##### Entries shown #####

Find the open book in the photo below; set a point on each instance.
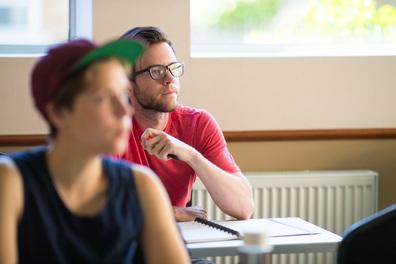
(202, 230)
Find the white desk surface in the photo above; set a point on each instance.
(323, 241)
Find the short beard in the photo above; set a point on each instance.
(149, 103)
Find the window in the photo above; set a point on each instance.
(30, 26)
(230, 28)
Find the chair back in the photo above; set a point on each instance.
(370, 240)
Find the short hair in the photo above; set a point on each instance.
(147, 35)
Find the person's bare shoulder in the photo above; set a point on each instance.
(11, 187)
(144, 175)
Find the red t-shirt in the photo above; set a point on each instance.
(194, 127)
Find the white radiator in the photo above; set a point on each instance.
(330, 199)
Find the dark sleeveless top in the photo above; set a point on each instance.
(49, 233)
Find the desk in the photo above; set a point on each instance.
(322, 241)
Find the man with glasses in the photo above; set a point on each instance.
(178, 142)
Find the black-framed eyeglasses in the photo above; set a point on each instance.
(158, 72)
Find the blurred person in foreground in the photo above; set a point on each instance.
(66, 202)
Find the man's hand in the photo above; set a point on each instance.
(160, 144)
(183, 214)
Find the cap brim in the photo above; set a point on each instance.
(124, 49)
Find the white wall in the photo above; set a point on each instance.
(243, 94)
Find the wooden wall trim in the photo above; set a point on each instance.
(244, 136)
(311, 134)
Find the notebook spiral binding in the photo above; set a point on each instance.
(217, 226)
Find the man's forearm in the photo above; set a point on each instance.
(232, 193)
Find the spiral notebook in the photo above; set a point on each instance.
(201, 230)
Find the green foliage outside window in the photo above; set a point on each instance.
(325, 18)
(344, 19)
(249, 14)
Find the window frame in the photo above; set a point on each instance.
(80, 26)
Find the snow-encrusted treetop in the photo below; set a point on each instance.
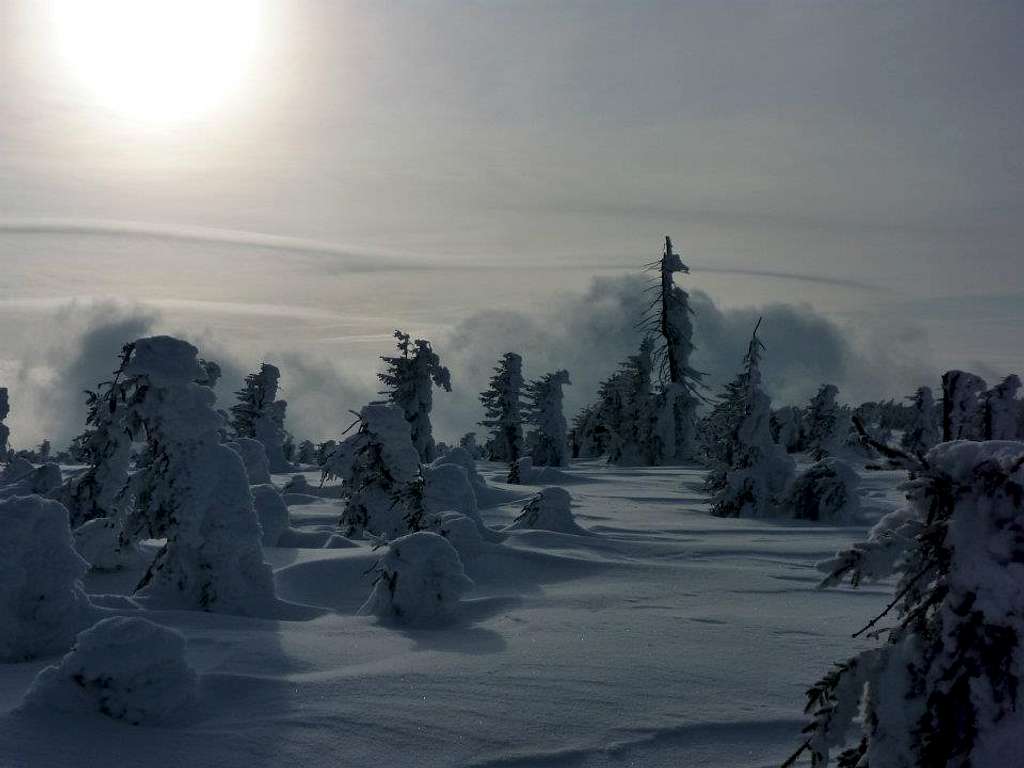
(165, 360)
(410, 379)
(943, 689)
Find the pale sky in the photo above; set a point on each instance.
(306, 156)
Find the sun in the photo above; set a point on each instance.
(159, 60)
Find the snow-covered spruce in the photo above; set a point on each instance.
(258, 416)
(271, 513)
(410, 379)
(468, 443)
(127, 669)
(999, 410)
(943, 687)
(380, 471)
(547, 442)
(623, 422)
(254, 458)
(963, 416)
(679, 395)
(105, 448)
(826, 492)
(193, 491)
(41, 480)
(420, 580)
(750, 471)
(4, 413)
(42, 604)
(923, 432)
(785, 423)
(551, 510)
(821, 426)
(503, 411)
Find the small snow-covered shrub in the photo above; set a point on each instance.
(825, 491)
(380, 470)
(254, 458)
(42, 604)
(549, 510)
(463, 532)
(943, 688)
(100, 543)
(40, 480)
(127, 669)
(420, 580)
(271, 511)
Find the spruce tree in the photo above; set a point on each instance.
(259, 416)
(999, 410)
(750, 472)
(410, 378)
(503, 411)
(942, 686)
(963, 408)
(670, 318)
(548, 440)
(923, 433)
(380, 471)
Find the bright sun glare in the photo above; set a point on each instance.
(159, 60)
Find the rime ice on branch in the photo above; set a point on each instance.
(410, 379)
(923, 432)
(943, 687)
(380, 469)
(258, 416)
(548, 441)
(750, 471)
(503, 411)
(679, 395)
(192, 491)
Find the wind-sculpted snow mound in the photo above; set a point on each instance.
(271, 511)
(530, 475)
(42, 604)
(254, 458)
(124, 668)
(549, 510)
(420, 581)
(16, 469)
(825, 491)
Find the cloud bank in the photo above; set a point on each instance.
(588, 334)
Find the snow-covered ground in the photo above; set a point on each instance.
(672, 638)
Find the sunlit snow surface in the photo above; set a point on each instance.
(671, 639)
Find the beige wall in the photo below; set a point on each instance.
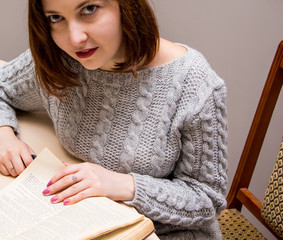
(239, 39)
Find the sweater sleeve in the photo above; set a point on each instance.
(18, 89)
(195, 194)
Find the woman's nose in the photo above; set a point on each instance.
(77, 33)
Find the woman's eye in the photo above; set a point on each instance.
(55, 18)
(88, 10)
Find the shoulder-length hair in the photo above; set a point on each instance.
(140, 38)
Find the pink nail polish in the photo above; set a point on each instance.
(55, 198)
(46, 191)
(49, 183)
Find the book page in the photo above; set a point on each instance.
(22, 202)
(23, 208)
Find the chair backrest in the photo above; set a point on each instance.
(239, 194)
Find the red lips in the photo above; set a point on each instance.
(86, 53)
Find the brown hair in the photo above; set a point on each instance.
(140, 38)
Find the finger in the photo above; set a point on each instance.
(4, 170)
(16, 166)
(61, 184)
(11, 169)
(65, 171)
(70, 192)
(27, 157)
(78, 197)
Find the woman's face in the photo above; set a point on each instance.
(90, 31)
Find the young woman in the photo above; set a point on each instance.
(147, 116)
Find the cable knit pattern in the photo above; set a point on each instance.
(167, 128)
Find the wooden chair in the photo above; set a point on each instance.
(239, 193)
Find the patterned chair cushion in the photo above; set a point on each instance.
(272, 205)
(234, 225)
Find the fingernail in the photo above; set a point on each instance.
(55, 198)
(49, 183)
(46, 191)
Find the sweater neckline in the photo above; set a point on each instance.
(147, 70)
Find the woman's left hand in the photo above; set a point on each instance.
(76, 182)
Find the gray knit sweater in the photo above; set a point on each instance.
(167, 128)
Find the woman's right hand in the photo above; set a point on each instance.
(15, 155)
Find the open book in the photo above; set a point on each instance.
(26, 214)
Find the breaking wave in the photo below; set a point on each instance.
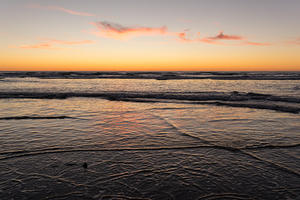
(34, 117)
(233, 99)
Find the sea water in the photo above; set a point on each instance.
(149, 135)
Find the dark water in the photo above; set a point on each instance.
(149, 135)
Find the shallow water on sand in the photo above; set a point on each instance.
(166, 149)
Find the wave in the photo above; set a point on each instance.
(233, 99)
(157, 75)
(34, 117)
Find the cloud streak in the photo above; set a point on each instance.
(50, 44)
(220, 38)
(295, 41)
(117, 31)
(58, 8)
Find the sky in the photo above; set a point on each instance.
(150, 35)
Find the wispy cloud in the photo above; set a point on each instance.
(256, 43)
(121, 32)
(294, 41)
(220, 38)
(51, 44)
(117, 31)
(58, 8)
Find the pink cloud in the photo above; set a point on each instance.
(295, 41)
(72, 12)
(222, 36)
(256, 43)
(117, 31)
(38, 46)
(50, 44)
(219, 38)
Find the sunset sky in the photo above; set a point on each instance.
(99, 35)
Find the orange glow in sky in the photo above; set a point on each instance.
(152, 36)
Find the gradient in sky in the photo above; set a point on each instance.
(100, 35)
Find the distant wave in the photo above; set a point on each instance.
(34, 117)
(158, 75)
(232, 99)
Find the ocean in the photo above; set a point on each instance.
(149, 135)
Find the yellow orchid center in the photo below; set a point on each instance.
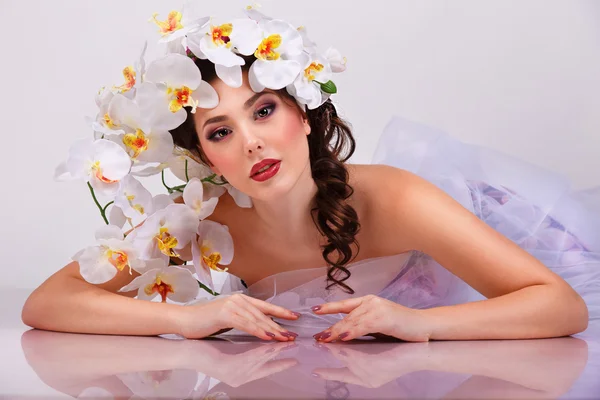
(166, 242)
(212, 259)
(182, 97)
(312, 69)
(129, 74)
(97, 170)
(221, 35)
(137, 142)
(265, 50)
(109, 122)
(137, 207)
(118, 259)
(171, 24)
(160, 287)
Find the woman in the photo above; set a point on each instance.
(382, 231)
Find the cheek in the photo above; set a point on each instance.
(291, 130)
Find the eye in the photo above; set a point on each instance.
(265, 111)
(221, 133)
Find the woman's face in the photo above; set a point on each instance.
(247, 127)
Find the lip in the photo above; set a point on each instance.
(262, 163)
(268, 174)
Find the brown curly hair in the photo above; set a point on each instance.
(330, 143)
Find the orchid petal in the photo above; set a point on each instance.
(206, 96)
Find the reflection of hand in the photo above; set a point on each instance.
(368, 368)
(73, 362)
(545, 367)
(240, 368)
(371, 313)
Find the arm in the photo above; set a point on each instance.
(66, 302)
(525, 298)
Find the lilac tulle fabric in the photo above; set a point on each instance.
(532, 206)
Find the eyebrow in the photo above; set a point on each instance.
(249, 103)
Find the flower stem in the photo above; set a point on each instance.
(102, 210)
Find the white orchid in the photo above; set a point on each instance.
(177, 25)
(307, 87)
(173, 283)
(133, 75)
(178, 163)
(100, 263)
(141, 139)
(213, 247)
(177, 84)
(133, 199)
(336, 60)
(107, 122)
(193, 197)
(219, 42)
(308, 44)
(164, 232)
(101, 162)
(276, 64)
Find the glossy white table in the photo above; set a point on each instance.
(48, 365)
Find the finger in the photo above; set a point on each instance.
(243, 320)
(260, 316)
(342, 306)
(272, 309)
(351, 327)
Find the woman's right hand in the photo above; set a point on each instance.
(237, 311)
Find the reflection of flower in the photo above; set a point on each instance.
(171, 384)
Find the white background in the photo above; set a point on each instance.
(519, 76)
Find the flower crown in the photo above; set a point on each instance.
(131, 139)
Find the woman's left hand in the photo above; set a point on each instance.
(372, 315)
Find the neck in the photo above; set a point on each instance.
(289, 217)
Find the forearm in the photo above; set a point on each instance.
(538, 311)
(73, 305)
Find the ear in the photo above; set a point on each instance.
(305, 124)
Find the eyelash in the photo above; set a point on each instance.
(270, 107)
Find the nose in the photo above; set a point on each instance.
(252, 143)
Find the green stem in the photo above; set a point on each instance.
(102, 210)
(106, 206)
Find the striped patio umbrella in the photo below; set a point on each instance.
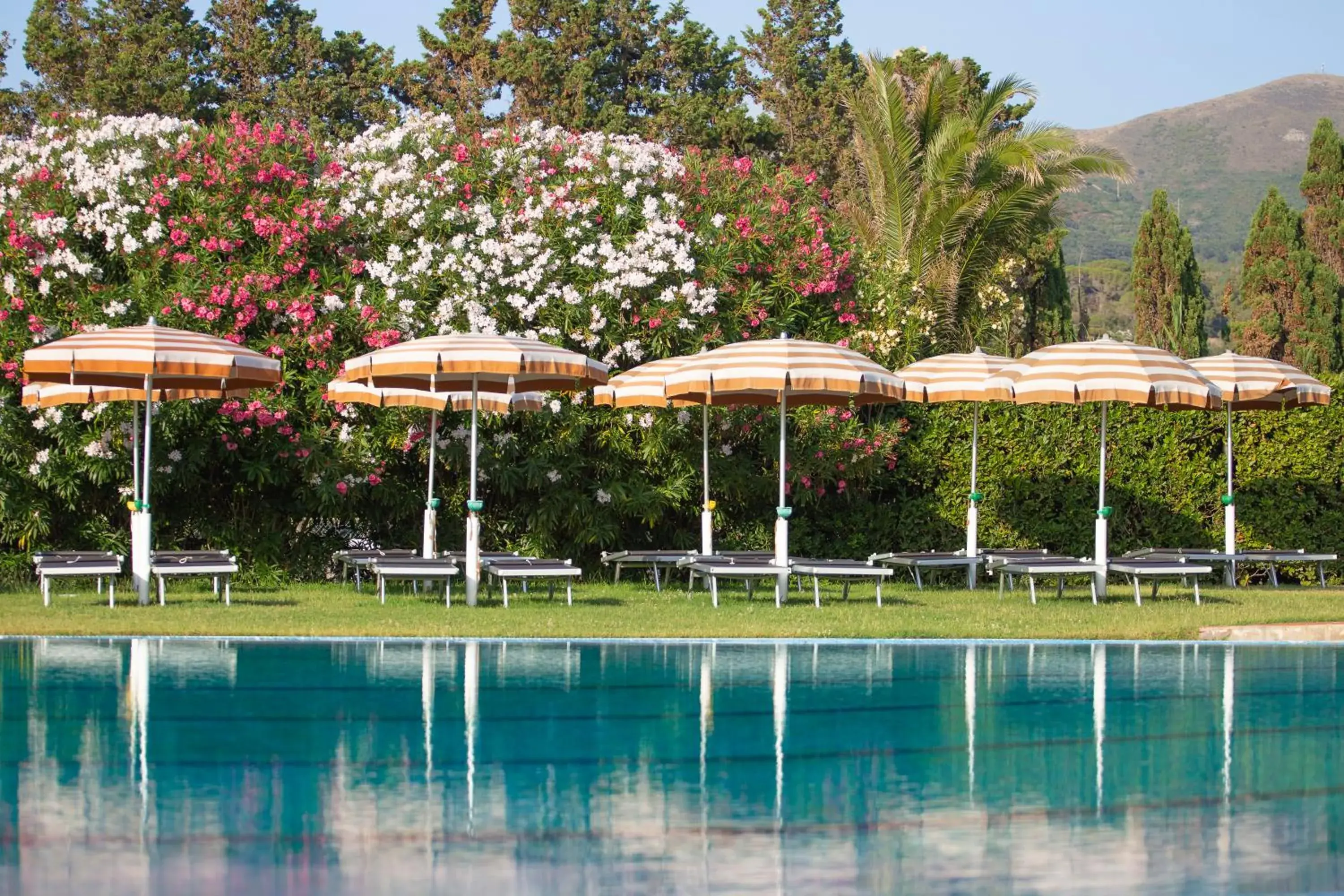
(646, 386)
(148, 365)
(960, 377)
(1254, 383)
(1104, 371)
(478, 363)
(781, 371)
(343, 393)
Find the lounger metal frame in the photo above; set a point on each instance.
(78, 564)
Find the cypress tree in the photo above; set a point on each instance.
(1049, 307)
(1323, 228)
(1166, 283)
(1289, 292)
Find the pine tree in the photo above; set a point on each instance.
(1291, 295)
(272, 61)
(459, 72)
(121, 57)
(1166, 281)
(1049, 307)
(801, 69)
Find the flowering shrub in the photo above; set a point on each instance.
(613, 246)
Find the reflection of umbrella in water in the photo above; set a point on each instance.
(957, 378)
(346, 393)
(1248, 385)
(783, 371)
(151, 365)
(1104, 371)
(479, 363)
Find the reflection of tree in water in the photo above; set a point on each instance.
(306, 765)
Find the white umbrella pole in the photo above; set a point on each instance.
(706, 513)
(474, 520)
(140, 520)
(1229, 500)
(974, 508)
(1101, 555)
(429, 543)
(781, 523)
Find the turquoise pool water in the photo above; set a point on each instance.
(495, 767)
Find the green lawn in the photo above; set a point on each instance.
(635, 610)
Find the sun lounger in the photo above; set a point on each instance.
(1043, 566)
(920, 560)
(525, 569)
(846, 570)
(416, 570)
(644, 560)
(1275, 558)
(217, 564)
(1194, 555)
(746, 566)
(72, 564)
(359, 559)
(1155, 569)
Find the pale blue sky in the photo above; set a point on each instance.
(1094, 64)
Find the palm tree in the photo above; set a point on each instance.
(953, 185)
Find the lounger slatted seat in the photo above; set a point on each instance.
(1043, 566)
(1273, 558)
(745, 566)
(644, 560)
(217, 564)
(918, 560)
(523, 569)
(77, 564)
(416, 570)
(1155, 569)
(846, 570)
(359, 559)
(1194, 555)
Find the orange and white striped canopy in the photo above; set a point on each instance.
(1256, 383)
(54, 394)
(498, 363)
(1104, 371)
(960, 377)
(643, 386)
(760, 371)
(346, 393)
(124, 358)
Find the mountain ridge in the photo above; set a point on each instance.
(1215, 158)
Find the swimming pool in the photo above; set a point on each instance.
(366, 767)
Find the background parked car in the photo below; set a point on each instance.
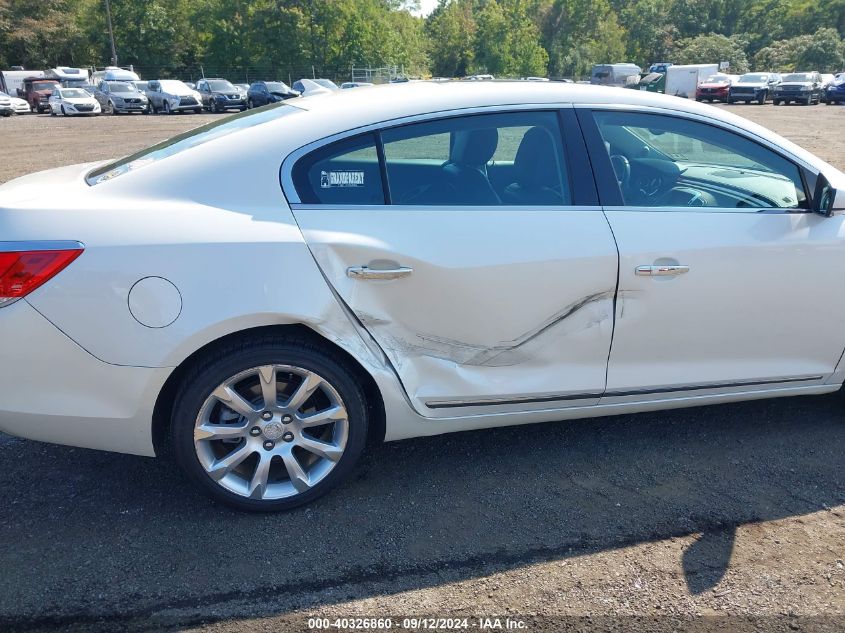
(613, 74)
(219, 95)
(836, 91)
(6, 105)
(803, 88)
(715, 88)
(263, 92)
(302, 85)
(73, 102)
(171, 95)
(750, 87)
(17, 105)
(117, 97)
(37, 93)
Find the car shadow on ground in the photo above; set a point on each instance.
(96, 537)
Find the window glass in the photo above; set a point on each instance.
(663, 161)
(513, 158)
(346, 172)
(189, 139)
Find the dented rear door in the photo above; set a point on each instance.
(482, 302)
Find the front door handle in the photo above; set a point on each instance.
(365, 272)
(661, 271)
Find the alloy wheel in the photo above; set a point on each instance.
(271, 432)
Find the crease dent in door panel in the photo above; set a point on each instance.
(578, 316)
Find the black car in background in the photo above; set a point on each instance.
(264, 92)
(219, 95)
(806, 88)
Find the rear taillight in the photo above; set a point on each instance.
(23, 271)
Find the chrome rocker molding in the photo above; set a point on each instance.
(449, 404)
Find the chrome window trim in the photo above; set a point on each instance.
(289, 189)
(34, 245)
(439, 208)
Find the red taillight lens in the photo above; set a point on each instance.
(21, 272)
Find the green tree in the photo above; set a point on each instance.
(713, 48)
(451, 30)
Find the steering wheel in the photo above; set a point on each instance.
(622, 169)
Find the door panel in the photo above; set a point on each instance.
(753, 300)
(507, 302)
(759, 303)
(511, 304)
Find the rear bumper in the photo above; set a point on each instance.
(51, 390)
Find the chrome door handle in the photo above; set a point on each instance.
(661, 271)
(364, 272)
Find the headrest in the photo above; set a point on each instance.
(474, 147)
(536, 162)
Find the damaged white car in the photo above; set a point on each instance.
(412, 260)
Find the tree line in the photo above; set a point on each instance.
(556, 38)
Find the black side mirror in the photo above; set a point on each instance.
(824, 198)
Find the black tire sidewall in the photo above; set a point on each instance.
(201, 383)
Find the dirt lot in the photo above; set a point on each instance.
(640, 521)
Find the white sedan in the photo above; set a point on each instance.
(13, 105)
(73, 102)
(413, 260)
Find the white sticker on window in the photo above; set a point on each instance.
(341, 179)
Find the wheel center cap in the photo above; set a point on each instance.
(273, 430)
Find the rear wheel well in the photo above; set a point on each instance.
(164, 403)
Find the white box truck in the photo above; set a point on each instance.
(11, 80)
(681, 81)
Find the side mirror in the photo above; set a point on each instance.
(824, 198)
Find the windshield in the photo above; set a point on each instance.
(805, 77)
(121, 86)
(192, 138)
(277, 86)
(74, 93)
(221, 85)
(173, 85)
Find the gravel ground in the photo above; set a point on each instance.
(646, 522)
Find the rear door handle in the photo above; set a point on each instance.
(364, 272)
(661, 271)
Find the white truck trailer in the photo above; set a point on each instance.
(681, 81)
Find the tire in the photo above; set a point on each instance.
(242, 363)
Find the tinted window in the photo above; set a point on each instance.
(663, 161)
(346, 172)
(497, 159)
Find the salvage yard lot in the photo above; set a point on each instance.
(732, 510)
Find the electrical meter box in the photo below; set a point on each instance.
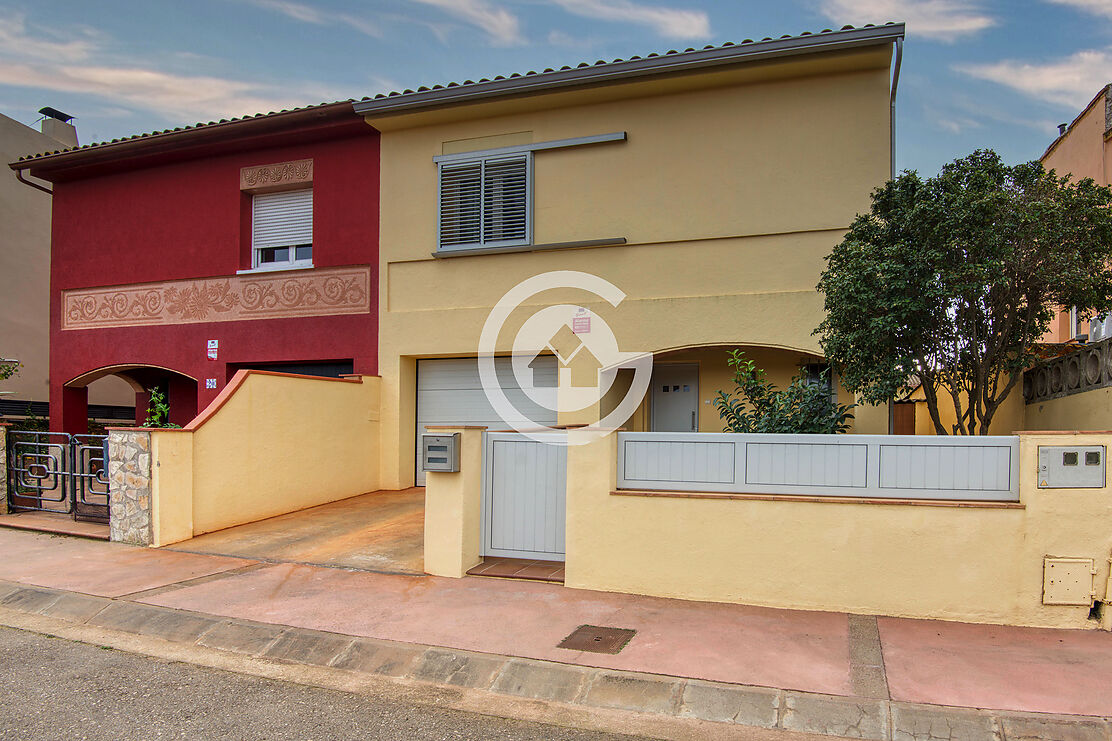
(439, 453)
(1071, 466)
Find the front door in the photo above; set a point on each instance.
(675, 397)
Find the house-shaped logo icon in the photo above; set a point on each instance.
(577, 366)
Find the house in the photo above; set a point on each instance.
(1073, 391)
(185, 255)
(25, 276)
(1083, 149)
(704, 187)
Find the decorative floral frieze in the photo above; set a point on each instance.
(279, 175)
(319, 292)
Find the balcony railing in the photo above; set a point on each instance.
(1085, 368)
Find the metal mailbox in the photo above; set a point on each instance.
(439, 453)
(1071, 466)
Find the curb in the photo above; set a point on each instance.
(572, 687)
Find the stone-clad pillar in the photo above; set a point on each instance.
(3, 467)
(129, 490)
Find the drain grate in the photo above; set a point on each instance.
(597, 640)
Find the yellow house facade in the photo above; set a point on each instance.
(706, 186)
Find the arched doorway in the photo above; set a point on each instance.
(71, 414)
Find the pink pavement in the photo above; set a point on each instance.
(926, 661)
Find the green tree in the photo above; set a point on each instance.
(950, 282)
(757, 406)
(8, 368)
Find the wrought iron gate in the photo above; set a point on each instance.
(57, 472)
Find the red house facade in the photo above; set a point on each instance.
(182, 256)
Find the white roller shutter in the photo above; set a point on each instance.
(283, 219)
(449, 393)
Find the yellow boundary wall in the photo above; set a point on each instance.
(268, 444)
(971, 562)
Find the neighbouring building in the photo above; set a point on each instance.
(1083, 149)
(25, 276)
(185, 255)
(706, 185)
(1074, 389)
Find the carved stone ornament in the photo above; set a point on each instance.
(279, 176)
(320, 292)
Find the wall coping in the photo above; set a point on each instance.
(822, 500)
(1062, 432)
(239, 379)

#####

Exercise goal |
Rescale the data from the line containing "Find the white roller" through its final line, inclusive. Reproduce every line, requests included, with each point coordinate multiplied by 0.75 and rounded to the nearest whole number, halves rounded up.

Expected output |
Find the white roller shutter in the photo above; set a point on each instance.
(212, 164)
(337, 295)
Find the yellow boundary wall in the photo above; set a point on each instance.
(201, 333)
(728, 422)
Find the neighbouring building in the photo above; set a point on each instance.
(812, 112)
(19, 207)
(139, 191)
(530, 139)
(806, 292)
Find the carved stone ornament in the photo above; set a point on each instance.
(209, 132)
(240, 219)
Find the wall coping in the photo above; set a point on each instance.
(617, 375)
(797, 324)
(179, 284)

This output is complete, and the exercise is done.